> _Directive 1_
Answer these questions about the passage on application privileges, one line each, marked as they are:
(a) Starting with which version of Windows is DPAPI available?
(b) How many privileged APIs does the sample Windows-based application use?
(c) What command does the passage give for starting a command shell as the administrator?

> _Selected passage_
-- begin --

As I mentioned, if you need a privilege to get the job done, that’s just the way it has to be; there is no simple way around it. That said, do not go handing out privileges to all user accounts like candy, simply to get the job done! Frankly, there is no easy way to solve privilege issues.

There is a solution available to you in Windows 2000 and later, and it’s called the data protection API, or DPAPI. There are many good reasons for using DPAPI, but the most important one for solving our issues is that the application does not require the user to be an admin to access the secret data, and the data is protected using a key tied to the user, such that the owner of the data has access.

The first step is to draw up a list of all the resources used by the application: files, registry keys, Active Directory data, named pipes, sockets, and so on. You also need to establish what kind of access is required for each of these resources. For example, a sample Windows application that I’ll use to illustrate the privilege-determining process utilizes the resources described in Table 7-2.

Analyze which, if any, privileged APIs are used by the application. Examples include those in Table 7-3.

In our sample Windows-based application, no privileged APIs are used. For most Windows-based applications, this is the case.

Write down the account under which you require the application to run. For example, determine whether your application requires an administrator account to run or whether your service requires the local system account to run.

For our sample Windows application, development was lazy and determined that the application would work only if the user were an administrator. The testers were equally lazy and never tested the application under anything but an administrator account. The designers were equally to blame—they listened to development and the testers!

Next ascertain the SIDs and privileges in the token of the account determined above. You can do this either by logging on as the account you want to test or by using the RunAs command to start a new command shell. For example, if you require your application to run as an administrator, you could enter the following at the command line:

RunAs /user:MyMachineAdministrator cmd.exe

This would start a command shell as the administrator—assuming you know the administrator password—and any application started in that shell would also run as an administrator.

-- end --

> _Information given_
-- begin --

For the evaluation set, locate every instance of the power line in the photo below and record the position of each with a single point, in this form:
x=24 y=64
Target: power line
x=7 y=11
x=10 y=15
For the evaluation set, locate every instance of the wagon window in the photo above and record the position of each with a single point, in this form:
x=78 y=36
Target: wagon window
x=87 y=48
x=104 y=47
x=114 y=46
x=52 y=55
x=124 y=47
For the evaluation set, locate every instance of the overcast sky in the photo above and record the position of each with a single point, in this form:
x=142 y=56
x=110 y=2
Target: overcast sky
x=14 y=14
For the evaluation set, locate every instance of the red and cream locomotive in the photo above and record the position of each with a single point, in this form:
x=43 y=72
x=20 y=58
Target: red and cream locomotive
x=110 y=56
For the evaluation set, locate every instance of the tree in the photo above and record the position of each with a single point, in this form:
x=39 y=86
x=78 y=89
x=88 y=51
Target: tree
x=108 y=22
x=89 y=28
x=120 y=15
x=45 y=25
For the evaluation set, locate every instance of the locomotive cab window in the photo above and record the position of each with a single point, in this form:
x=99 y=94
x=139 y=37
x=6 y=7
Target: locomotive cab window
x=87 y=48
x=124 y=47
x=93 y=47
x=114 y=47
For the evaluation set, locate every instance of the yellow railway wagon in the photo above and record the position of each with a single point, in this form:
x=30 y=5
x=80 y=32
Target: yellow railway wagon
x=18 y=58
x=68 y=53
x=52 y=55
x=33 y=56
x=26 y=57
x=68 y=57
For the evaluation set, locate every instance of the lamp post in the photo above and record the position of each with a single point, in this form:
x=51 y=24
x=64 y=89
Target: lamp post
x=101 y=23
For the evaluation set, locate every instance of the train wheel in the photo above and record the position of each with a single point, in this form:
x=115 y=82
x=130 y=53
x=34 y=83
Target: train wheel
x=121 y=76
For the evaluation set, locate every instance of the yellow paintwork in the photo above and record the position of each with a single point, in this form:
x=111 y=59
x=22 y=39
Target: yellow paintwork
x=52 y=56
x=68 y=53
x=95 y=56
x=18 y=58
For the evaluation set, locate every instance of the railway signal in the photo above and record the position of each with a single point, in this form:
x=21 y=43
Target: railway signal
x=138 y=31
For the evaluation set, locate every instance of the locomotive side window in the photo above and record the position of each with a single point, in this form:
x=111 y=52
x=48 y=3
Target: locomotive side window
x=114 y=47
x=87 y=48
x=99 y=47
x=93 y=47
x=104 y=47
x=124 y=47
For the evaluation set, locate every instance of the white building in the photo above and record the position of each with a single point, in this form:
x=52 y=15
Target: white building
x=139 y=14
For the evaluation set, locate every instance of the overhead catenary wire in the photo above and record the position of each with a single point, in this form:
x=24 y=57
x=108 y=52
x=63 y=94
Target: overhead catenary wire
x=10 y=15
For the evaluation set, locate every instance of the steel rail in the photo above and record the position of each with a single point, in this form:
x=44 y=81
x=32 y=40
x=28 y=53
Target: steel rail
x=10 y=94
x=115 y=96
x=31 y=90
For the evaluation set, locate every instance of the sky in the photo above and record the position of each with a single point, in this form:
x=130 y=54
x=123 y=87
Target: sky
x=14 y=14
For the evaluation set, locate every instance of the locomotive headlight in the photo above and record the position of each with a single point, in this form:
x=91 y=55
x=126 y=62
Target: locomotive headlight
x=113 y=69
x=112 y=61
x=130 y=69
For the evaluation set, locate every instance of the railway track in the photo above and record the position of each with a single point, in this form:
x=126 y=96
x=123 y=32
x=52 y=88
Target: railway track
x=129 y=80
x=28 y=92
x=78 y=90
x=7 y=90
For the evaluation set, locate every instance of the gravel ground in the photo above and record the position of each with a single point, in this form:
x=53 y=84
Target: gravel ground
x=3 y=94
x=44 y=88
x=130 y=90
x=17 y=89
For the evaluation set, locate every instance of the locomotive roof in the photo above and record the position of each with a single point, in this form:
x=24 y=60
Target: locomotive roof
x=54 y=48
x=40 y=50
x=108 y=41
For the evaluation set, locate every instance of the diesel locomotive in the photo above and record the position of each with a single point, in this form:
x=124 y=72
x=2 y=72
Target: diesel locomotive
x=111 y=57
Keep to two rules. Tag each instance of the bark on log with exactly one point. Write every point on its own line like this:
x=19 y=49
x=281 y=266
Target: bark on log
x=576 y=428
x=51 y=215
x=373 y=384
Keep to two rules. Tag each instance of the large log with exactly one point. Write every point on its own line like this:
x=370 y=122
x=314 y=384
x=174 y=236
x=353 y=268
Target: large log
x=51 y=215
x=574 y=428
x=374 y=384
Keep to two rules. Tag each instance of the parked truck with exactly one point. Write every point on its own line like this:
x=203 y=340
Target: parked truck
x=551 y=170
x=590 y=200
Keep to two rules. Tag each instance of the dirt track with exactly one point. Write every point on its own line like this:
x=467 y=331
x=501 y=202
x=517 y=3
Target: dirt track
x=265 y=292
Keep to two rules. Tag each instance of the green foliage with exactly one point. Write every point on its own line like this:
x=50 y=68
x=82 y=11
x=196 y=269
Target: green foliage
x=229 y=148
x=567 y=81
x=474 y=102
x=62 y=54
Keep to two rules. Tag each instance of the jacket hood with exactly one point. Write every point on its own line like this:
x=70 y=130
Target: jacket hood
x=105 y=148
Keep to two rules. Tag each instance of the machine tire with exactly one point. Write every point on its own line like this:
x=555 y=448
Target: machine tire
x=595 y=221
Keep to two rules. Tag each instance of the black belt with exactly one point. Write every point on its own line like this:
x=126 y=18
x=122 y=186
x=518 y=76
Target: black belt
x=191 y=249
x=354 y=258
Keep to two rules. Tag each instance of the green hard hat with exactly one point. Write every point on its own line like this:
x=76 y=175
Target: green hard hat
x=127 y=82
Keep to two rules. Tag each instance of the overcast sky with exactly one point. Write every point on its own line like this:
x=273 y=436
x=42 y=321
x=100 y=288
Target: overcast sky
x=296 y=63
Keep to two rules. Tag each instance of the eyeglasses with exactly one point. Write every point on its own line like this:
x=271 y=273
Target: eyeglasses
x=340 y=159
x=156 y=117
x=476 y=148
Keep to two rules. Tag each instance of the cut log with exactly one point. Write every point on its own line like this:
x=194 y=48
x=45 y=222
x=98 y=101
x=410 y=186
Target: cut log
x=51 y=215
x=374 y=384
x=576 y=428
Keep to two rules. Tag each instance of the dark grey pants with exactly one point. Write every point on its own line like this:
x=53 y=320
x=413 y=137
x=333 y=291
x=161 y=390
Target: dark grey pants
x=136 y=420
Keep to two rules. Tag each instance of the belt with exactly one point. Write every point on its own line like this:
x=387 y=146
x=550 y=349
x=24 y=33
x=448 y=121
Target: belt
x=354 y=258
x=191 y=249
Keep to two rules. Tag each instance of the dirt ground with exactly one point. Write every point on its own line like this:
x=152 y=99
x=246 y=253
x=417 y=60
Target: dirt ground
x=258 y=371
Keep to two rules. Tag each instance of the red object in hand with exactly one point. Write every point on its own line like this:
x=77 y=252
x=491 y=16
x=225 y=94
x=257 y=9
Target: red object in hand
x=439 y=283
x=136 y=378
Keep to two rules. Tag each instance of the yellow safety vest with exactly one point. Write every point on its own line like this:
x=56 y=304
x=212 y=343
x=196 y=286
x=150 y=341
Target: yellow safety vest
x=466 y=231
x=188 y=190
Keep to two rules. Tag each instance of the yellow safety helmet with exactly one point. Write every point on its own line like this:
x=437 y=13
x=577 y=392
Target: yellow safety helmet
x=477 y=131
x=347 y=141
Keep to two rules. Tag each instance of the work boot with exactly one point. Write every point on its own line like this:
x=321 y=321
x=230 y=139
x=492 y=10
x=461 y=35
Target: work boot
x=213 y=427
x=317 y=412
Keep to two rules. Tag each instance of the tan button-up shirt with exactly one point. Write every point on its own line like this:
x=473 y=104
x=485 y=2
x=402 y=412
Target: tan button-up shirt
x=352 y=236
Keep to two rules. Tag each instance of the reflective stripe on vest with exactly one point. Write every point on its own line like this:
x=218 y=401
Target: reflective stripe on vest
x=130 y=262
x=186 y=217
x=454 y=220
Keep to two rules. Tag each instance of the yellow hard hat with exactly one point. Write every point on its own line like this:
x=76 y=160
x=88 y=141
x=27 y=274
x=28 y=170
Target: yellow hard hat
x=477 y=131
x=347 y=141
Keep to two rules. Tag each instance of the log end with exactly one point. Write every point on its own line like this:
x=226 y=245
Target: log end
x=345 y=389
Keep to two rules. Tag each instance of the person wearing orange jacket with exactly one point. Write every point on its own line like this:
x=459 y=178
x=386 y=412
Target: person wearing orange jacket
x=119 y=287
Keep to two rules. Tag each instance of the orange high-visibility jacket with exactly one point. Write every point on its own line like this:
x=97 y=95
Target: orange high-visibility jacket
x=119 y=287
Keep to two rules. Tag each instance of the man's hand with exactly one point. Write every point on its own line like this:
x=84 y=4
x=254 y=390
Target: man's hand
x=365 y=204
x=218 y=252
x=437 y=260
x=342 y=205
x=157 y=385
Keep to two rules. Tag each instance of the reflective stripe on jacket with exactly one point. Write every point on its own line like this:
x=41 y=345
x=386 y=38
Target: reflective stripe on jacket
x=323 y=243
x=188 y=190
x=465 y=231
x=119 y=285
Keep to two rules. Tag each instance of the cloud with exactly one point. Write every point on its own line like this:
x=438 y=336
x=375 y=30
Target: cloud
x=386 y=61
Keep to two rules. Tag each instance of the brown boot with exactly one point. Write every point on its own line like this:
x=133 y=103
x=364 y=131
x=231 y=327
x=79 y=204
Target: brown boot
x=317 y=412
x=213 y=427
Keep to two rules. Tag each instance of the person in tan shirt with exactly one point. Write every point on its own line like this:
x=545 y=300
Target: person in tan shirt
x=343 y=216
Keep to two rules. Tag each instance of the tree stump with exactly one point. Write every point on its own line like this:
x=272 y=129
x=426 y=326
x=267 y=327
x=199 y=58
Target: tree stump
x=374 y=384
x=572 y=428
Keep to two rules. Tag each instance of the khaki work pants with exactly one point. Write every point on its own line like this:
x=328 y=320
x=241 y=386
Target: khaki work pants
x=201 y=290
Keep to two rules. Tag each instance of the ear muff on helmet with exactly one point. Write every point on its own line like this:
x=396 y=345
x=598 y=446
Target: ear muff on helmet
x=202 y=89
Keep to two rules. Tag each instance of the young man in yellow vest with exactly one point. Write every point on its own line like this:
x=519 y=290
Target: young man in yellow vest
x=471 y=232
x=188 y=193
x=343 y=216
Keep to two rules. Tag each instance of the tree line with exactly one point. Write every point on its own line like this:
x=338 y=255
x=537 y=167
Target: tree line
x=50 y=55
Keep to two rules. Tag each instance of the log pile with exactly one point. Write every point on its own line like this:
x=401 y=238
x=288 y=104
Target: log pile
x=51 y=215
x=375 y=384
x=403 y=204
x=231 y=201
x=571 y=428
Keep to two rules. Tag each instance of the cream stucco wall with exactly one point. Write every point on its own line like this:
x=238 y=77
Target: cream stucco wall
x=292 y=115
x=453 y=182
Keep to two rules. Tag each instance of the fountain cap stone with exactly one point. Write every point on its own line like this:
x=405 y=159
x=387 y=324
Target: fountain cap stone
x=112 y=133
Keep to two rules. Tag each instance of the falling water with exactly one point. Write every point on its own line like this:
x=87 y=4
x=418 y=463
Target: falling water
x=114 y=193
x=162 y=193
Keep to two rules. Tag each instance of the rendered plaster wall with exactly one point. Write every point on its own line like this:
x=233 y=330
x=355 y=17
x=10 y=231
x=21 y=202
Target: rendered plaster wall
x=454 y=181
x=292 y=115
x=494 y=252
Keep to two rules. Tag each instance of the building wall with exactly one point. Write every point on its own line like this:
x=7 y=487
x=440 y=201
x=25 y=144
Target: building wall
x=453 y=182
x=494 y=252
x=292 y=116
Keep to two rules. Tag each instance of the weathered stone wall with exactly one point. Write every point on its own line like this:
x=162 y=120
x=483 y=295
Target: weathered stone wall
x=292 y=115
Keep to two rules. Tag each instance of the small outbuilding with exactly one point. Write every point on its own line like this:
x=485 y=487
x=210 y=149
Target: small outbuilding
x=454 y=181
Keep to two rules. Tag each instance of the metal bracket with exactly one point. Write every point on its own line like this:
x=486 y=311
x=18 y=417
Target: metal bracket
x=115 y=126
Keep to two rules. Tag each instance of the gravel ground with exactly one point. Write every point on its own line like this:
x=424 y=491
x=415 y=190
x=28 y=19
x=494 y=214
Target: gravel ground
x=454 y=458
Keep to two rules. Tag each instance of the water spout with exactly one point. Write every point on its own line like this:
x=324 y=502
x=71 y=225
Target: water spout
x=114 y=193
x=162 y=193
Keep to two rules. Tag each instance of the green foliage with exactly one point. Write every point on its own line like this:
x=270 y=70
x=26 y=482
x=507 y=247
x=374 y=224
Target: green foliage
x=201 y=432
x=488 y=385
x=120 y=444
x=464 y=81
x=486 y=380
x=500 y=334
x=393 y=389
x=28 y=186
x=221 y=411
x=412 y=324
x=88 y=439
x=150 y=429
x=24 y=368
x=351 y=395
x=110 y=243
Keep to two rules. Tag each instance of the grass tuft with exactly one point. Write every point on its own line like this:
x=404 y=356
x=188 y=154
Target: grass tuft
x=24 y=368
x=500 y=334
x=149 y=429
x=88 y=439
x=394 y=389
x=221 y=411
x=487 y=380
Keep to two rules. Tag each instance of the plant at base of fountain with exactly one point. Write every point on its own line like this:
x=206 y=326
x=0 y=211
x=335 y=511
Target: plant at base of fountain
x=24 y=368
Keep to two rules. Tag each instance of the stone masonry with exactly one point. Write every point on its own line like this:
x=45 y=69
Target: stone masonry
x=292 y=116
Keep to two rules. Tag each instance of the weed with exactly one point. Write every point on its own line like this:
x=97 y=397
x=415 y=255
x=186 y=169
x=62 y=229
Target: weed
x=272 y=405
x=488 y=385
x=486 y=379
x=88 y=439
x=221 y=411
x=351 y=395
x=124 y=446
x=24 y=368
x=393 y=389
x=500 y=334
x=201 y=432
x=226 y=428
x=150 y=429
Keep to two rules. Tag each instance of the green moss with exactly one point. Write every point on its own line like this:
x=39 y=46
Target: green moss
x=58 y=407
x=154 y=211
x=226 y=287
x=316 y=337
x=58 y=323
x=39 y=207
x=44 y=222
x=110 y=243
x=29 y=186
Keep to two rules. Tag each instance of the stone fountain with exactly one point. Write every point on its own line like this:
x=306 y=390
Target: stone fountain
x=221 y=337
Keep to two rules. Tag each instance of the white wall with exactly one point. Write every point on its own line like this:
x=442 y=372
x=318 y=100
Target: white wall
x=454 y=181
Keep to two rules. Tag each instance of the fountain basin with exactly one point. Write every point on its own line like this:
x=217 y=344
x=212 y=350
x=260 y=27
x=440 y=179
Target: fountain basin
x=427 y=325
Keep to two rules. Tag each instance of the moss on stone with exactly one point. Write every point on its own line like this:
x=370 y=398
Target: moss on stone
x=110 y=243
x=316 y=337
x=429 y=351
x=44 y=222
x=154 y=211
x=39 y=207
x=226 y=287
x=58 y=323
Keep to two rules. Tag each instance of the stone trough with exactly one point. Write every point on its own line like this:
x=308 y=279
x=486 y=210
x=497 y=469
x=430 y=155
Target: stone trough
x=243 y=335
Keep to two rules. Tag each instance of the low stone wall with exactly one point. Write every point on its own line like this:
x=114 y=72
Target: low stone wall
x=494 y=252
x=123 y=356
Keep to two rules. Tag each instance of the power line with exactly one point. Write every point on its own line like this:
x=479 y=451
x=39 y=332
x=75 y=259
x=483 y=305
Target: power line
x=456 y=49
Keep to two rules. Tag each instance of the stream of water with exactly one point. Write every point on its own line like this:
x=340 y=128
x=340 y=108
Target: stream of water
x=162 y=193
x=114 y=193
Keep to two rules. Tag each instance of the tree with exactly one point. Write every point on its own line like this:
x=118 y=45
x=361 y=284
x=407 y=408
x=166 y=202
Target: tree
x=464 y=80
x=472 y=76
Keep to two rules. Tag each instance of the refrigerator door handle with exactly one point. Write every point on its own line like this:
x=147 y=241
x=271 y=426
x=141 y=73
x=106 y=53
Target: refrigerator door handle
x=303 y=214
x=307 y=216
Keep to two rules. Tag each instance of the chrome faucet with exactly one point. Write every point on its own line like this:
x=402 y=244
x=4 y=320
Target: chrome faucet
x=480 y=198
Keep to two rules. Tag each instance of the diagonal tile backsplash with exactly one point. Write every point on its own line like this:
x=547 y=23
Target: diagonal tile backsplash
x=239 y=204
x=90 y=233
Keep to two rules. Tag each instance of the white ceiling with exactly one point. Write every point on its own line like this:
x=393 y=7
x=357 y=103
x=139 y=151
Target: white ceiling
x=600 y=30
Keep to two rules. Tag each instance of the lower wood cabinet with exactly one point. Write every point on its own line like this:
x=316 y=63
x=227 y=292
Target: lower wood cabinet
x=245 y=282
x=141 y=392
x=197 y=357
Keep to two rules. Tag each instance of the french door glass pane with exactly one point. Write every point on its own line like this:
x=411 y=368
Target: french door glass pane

-- end --

> _Directive 2_
Reproduce only the part of the listing from the line with "Keep to two rules. Tag each instance of the green moss" up to and including the line with "x=221 y=337", replacing "green moss" with "moss patch" and leaving everything else unchanged.

> _Finished answer 1_
(a) Windows 2000
(b) None
(c) RunAs /user:MyMachineAdministrator cmd.exe

> _Finished answer 2_
Keep to two rules. Tag each instance of the moss patch with exactly one point. Write every point on its own line like this:
x=39 y=46
Target: moss patch
x=58 y=407
x=154 y=211
x=226 y=287
x=316 y=337
x=58 y=323
x=39 y=207
x=44 y=222
x=110 y=243
x=29 y=186
Keep to two rules. Tag each instance of the stone fountain with exactly one point. Write every point on its own line like this:
x=306 y=390
Target: stone fountain
x=221 y=337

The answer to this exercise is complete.